ARBEITSAUFTRAG 1: Was sollten Führungskräfte laut Lesetext schaffen?
ARBEITSAUFTRAG 2: Bitte schreiben Sie den Abschnitt des Lesetextes von „Solche Sätze hört“ bis einschließlich „etwas Negatives begreifen.“ wortgetreu ab.

LESETEXT:
⁂
Wir müssen Fehler machen dürfen!
"Wir müssen Fehler nicht nur tolerieren, sondern sie akzeptieren.”
“Die Null-Fehler-Toleranz verhindert Innovationen.”
Solche Sätze hört man häufig, wenn man auf Veranstaltungen zum Thema Change Management, Lean und Innovation unterwegs ist.
Ich frage mich dann immer, wie diejenigen, die solche Sätze propagieren, reagieren würden, wenn in Ihrer Amazon-Bestellung nicht das von ihnen Bestellte enthalten ist, oder wenn nach dem Kundenservice an ihrem Auto eine Schelle der Bremsleitung nicht ganz angezogen wurde, oder der Pilot und/oder Arzt, dem wir unser Leben anvertrauen, gerade ein “Experiment” durchführen würde.
Die im letzten Jahr durchgeführte Umfrage „Quo vadis“ Lean Management? ergab, dass viele Unternehmen Fehler als etwas Negatives begreifen.
Schaut man in diese Unternehmen, so erkannt man, dass immer noch diejenigen bestraft werden, die den Fehler begingen und nicht diejenigen, die durch die Gestaltung schlechter Prozesse oder durch schlechte Unterweisung der Mitarbeiter die Entstehung der Fehler erst möglich machten. Dass solch eine Kultur dazu führt, dass Mitarbeiter sich nicht trauen, etwas zu wagen, lieber den Kopf einziehen und versuchen, ihre Probleme und Fehler zu verstecken, ist nicht verwunderlich.
Die zu Beginn des Artikels zitierten Sätze bezogen sich genau auf diese Unternehmenskulturen. Oberstes Ziel eines Unternehmens muss es sein, zu wachsen. Ohne stabiles nachhaltiges Wachstum kann ein Unternehmen nicht überleben. Mit Wachstum meine ich aber nicht nur das wirtschaftliche, sondern auch die Kompetenzen der Mitarbeiter. Die Welt um uns herum wandelt sich so schnell, dass jeder von uns mutig sein muss und neues ausprobieren sollte. Bei diesem Ausprobieren kann auch mal was schief gehen. Aus dem, was schief gelaufen ist, können wir dann lernen und uns verbessern. Also sollten Führungskräfte versuchen einen Raum zu schaffen, in dem die Mitarbeiter experimentieren dürfen und sich sicher sein können, dass Fehler nicht nur toleriert, sondern auch als Lernerfolg akzeptiert werden. Denken Sie an die Piloten, die neue Verfahren im Simulator üben.
⁂
DATENSATZAUSZÜGE:
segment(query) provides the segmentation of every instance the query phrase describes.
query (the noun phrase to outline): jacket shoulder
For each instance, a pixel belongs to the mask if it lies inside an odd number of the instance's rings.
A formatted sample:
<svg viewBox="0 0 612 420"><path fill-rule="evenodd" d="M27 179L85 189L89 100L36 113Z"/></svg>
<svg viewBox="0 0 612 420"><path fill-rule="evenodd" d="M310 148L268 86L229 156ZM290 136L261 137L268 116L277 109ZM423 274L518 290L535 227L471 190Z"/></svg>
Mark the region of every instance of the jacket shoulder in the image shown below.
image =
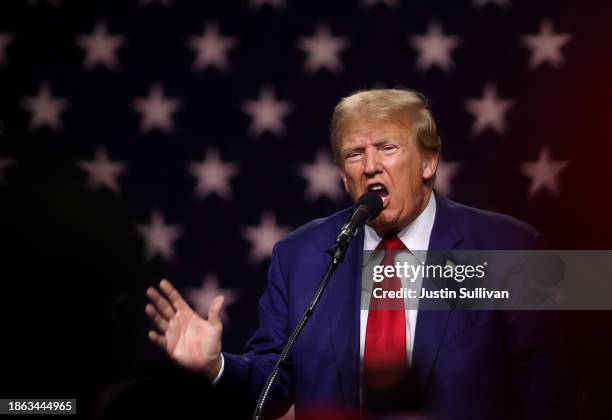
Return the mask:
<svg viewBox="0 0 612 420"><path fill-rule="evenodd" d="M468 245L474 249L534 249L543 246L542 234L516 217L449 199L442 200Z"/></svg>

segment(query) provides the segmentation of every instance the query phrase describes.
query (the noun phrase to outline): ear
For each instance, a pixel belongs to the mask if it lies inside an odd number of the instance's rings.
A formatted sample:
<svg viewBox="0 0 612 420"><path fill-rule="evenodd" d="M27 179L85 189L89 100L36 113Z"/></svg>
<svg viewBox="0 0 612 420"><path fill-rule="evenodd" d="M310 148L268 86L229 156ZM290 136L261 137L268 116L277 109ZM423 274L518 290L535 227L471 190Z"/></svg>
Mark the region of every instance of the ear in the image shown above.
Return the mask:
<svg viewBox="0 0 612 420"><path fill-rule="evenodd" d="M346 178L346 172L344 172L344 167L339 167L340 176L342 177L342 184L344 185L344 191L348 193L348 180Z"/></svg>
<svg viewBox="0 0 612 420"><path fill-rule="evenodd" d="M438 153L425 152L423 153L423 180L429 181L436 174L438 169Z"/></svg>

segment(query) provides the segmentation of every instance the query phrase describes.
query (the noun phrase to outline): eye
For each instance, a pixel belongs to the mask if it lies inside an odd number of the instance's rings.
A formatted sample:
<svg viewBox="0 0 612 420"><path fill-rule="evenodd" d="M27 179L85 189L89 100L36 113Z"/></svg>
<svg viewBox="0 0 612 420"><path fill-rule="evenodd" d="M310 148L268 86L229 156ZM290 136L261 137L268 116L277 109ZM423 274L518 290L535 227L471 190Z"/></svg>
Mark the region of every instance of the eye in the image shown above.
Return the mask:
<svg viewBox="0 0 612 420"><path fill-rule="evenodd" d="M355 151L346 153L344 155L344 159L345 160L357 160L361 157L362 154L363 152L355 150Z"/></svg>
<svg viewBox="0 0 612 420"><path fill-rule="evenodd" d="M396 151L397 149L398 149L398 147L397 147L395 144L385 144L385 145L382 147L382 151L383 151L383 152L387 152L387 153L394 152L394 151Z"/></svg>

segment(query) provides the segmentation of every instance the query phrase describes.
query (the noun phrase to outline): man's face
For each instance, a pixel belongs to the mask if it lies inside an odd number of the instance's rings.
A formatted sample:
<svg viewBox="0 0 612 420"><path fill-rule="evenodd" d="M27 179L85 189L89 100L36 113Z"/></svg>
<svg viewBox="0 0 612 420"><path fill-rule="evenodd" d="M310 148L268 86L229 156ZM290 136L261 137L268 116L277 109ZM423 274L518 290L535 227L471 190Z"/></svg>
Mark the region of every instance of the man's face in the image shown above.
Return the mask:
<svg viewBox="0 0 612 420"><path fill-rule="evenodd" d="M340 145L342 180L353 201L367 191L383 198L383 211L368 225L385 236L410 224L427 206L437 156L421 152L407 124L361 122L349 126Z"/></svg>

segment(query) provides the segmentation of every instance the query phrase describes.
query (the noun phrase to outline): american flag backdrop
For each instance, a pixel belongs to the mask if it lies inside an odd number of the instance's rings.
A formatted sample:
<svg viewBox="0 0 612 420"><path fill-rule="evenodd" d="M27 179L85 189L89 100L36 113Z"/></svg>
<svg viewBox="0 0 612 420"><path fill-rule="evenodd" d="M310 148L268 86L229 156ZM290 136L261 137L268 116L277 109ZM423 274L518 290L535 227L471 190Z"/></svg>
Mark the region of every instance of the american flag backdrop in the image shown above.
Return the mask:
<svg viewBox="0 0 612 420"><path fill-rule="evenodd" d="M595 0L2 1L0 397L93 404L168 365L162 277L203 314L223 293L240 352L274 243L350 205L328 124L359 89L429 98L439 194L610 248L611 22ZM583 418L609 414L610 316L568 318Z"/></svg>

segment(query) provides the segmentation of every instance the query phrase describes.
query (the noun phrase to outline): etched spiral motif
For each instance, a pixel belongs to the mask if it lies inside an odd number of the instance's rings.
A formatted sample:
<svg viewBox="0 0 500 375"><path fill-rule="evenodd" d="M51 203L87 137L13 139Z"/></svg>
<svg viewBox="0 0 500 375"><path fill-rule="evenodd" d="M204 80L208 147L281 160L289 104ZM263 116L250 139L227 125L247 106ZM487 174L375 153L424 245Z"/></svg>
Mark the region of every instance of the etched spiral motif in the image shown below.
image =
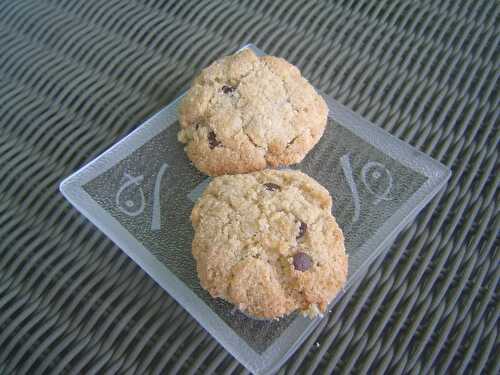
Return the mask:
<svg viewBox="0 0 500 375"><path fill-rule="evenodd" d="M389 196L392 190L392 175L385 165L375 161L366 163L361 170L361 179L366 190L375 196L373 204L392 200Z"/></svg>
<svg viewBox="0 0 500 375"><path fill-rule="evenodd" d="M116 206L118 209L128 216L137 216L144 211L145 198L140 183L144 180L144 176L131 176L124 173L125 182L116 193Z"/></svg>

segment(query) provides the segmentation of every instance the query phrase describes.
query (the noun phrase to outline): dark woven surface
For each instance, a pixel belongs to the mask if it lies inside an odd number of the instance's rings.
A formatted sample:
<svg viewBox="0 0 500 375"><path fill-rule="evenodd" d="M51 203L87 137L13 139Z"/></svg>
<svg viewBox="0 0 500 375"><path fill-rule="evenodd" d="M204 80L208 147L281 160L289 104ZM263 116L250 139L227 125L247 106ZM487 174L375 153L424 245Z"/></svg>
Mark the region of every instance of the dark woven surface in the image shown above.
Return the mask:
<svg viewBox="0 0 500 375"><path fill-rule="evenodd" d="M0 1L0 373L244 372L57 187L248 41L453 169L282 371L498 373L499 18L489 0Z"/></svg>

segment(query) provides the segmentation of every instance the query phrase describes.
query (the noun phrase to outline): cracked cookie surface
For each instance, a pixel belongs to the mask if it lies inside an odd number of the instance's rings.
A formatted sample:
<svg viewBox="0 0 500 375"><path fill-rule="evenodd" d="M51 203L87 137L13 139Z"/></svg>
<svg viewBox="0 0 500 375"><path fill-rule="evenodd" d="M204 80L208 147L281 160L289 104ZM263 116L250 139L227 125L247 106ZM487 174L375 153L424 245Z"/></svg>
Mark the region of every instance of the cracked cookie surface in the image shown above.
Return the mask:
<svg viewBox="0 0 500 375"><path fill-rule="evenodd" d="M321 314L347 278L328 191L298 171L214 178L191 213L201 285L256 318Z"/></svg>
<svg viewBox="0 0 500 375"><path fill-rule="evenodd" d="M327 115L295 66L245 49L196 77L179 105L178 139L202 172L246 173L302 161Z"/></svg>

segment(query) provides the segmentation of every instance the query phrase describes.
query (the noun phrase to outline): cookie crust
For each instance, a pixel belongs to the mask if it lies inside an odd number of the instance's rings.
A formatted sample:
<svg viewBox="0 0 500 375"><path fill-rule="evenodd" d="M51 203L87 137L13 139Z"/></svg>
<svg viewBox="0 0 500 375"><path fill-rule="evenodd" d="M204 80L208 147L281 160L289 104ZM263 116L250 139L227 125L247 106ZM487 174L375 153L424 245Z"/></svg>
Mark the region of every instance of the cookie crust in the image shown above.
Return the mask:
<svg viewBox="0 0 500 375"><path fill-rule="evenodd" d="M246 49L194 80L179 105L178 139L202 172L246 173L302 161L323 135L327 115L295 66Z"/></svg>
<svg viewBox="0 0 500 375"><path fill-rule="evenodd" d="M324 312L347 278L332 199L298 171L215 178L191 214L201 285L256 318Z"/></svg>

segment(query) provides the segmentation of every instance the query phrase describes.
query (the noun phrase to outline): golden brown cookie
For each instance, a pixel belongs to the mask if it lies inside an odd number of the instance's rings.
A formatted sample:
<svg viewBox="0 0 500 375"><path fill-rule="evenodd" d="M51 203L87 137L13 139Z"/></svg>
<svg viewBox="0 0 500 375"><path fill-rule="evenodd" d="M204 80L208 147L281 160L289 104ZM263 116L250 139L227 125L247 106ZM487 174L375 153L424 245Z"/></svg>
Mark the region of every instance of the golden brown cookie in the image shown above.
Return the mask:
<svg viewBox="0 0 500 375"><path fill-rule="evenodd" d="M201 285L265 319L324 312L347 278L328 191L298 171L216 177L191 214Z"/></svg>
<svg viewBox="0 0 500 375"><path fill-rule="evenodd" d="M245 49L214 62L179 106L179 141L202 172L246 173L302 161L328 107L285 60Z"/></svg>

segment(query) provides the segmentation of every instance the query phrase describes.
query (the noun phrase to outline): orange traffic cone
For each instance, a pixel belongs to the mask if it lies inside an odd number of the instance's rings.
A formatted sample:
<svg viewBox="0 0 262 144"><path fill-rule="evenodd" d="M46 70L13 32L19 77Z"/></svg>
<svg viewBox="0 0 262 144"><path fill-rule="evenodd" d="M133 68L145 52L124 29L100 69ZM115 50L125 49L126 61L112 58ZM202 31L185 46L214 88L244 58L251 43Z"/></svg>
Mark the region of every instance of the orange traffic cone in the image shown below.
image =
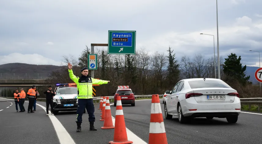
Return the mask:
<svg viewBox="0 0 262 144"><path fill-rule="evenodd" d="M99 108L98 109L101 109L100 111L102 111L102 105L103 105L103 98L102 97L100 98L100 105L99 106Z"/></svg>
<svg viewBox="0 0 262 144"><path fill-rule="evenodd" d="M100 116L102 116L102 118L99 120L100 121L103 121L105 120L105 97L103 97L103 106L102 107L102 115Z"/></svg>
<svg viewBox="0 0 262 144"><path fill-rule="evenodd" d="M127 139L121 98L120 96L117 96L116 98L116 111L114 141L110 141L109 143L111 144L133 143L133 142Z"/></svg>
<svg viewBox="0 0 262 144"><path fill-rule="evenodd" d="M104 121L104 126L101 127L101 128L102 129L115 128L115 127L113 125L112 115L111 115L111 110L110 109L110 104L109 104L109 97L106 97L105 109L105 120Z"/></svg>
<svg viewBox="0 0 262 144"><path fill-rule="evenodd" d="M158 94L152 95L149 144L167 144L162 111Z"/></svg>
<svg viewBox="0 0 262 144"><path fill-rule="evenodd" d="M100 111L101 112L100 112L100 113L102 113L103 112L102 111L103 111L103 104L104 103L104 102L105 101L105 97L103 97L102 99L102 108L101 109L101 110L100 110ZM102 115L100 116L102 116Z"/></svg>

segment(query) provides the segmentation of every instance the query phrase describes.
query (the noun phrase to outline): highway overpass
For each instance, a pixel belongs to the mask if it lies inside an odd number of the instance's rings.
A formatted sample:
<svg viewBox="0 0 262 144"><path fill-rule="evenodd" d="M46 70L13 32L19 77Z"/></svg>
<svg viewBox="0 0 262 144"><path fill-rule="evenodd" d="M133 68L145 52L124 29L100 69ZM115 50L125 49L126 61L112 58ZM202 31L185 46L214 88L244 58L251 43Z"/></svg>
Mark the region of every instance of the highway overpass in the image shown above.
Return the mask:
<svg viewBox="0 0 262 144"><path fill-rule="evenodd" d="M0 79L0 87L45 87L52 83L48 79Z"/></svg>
⁂
ERGEBNIS 1: Einen Raum, in dem die Mitarbeiter experimentieren dürfen und sich sicher sein können, dass Fehler nicht nur toleriert, sondern auch als Lernerfolg akzeptiert werden.

ERGEBNIS 2:
Solche Sätze hört man häufig, wenn man auf Veranstaltungen zum Thema Change Management, Lean und Innovation unterwegs ist.
Ich frage mich dann immer, wie diejenigen, die solche Sätze propagieren, reagieren würden, wenn in Ihrer Amazon-Bestellung nicht das von ihnen Bestellte enthalten ist, oder wenn nach dem Kundenservice an ihrem Auto eine Schelle der Bremsleitung nicht ganz angezogen wurde, oder der Pilot und/oder Arzt, dem wir unser Leben anvertrauen, gerade ein “Experiment” durchführen würde.
Die im letzten Jahr durchgeführte Umfrage „Quo vadis“ Lean Management? ergab, dass viele Unternehmen Fehler als etwas Negatives begreifen.